#### Excerpted records
>> BEGIN
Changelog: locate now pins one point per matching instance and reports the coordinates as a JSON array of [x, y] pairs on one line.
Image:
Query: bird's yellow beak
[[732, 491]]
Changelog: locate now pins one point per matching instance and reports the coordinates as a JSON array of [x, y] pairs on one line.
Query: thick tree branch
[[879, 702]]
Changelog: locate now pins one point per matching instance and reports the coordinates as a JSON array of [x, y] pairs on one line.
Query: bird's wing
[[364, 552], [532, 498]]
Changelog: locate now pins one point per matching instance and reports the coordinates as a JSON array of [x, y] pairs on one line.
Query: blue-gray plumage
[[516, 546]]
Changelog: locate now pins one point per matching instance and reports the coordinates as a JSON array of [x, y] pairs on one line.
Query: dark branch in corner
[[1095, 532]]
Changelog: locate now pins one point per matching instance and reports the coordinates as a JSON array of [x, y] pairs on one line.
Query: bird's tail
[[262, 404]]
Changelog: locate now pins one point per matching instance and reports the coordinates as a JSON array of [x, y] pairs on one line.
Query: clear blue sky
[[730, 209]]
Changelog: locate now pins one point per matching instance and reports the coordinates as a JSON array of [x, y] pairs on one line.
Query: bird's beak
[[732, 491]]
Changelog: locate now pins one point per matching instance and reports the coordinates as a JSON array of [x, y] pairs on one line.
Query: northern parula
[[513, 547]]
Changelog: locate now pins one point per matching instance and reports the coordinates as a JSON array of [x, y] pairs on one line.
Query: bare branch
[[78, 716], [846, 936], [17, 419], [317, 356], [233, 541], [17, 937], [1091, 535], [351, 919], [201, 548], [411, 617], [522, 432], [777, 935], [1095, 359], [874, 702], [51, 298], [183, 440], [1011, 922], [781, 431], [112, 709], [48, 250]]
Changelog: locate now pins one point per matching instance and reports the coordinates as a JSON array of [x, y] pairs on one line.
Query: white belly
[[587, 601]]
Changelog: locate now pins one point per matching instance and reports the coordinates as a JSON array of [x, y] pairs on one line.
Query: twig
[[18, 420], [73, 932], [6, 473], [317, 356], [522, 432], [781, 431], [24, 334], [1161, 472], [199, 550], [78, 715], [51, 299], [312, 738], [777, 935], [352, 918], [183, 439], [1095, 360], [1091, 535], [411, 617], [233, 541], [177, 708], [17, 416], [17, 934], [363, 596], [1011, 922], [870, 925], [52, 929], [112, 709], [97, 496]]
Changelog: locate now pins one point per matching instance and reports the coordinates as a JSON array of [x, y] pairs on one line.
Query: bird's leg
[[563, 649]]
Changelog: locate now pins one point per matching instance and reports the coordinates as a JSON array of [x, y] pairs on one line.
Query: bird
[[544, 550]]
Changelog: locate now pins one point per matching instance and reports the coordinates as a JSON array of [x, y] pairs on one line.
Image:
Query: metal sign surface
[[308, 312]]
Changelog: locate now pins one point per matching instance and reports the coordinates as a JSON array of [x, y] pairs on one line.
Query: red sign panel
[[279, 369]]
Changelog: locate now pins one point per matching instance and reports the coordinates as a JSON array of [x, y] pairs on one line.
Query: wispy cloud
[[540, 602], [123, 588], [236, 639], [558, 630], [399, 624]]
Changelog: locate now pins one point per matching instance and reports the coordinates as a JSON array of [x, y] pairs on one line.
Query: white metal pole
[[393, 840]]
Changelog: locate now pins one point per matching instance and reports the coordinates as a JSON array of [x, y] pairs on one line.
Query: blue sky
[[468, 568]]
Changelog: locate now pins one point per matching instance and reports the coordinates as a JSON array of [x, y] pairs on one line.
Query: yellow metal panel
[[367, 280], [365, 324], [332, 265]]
>> END
#### Exercise description
Output the records above in their entirety, exactly.

#### Task response
Changelog: locate now pins one point per matching instance and reports the coordinates as a JSON array of [x, y] pairs on one line.
Image:
Query: bird's yellow beak
[[732, 491]]
Changelog: locate now pins one point per matching instance and reports the coordinates as a JSON array of [x, y] pairs on one line.
Query: thick tree branch
[[879, 702]]
Changelog: locate now pins one point per matching instance and reports the coordinates as a JSON array of [x, y] pairs on one line.
Query: bird's wing
[[364, 552], [532, 498]]
Changelog: locate now pins one point per matching instance and reports the coordinates as a JSON array of [x, y] pairs on one line.
Query: blue-gray plumage
[[516, 546]]
Changelog: locate now pins one point per matching instance and reports the coordinates as a JSON array of [x, y] pairs on one line.
Query: dark branch in corner
[[1095, 532]]
Changelog: locate now pins one point per matching instance and reports the coordinates as a JSON array of [x, y] pairs on one line.
Query: bird's tail
[[262, 404]]
Changelog: locate now pins one point per matching instance and reports the coordinates as a JSON array of [x, y] pairs on one line.
Query: clear blue sky
[[730, 209]]
Changelog: locate now pins one point per matching instance and reports the coordinates as a JSON array of [x, y] pairs on one line.
Query: bird's beak
[[732, 491]]
Changelog: locate now pins one point per matching instance and reports the coordinates as a JSON array of [x, y] pairs on one line.
Query: northern parula
[[513, 547]]
Changelog: locate now pins one point per matching instance and reports the coordinates as a JSON array of [x, y] pairs on one line.
Query: bare branch
[[78, 716], [846, 936], [17, 419], [317, 356], [233, 541], [17, 937], [1091, 535], [351, 919], [201, 548], [411, 617], [522, 432], [777, 935], [1095, 359], [874, 702], [51, 298], [183, 440], [1011, 922], [781, 431], [112, 709], [48, 250]]
Changelog: locate now pins one point per matching instance and reports the coordinates as a JSON array of [x, y] pairs on one line.
Query: white belly
[[587, 601]]
Changelog: locate now pins one point per matching instance and reports the coordinates as a JSON array of [x, y] pairs on one line.
Query: twig
[[18, 420], [73, 932], [6, 473], [317, 356], [522, 432], [781, 431], [24, 334], [1161, 472], [199, 550], [78, 715], [51, 299], [312, 738], [777, 935], [352, 918], [183, 439], [1095, 360], [1091, 535], [411, 617], [233, 541], [177, 708], [17, 416], [17, 934], [363, 596], [1011, 922], [870, 925], [52, 929], [112, 709], [97, 496]]
Changelog: locate now pins one point per matching instance and reports the coordinates as a JSON array of [x, y] pairs on one line.
Query: bird's leg
[[563, 649]]
Changelog: locate now pins one point per matching instance and reports the coordinates as a JSON array of [x, y] pairs on one line.
Query: bird
[[544, 550]]
Changelog: locate now pins one point per matching instance and reports the coordinates as a JSON array of [x, y] pairs on one line.
Image:
Query: metal sign surface
[[308, 312]]
Changelog: locate now pins one point per matching instance and reports the coordinates as a JSON array of [x, y] pairs on one line.
Query: red sign panel
[[279, 369]]
Changelog: locate now pins one point per matching instance and reports the coordinates as a JSON array of [x, y] pairs on one line.
Query: wispy cloud
[[540, 602], [123, 588], [236, 639], [558, 630], [399, 624]]
Changelog: locate now pins one point per matching instance and reports the coordinates as a JSON array of [x, y] pairs on one line.
Query: white metal pole
[[393, 840]]
Changelog: locate now pins one point per matching instance and reports the coordinates as a JSON array of [x, y] pairs on one line.
Query: blue sky
[[468, 568]]
Changelog: locate now pins one point per matching instance and reports the coordinates as a JSON array of [x, y] pairs on one line.
Query: yellow metal panel
[[367, 280], [365, 324], [332, 265]]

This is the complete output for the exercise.